Watching Morning Sumo Practice.

The young couple outside the metro station paced back and forth. He looked bewildered. She looked impatient. After a couple of minutes she bounded up – ‘you wouldn’t happen to know where Azumazeki Beya is, would you’? Like us, they were hoping to watch morning sumo practice.

It wasn’t far. Just a short walk, but during the course of conversation I learned that they’d already paid $80 each. I was mystified. We arrived at the sumo stable to find a man with a clipboard waiting outside the nondescript building. He pointed to it and I told him ‘We don’t have reservations. I thought it was free’. ‘Today, demo’, he said. And then, ‘I used to be sumo wrestler’. The young couple were ticked off his list and went inside, waving. I tried again ‘What if we come back tomorrow?’  ‘Today demo’, he repeated. I had a flash of inspiration. I fished out the copy of  ‘MetroWalker’ with all the info – luckily also printed in Japanese. A flicker of recognition crossed his face. ‘Wait, wait. Might be possible today. Come back in two minutes’. Meanwhile more tourists arrived, were checked off and disappeared inside. My heart sank.

Source data:
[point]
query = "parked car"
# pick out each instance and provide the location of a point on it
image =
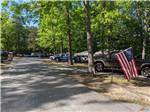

Tasks and exercises:
- 1) Say whether each statement agrees with the sumo story, answering yes or no and quoting the words that decide it: (a) The young couple had already paid for their visit. (b) The man with the clipboard said he had once been a sumo wrestler. (c) The magazine the narrator took out was printed only in English.
- 2) Answer these questions using the sumo story:
(a) Where was the young couple pacing back and forth?
(b) What was the man waiting outside the sumo stable holding?
(c) What was the name of the magazine the narrator fished out?
- 3) Pick up the sumo story after its last sentence and carry it on.

In response:
- 1)
(a) Yes: "they’d already paid $80 each"
(b) Yes: "I used to be sumo wrestler"
(c) No: "luckily also printed in Japanese"

- 2)
(a) Outside the metro station
(b) A clipboard
(c) MetroWalker

- 3)
Then, much to my amazement, we were in! ‘OK. OK’, clipboard man said. ‘Please take off your shoes, but you cannot sit down’. He pointed to the flat round cushions on the wooden platform. ‘For reserved guests only’. And then bafflingly he pointed to a fold-out chair and waved Jim to it. He didn’t need to be told twice. It would’ve been torture for him to sit on the floor for two hours. I stood at the back, also glad not to have to sit on the ground. Once in, you’re expected to stay put, no whispering, no eating, no drinking, no fidgeting, no toilet break.

It was 08.30 and the session was well into it’s second hour. Nine wrestlers, all sizes, some young, some experienced, were working out. Walking in semi-squat position. Lifting dumbbells and heavy rocks. Stretching elastic bands across shoulders and pounding a wooden post, rhythmically, first one hand, then the other, lifting feet in time with the movement of their hands. Like a drumbeat, the heavy slap gave a charge to the session. Energy. Continuation. Constant movement. It was a kaleidoscope, silent, steady but so intense. I hardly knew where to look. There was so much going on.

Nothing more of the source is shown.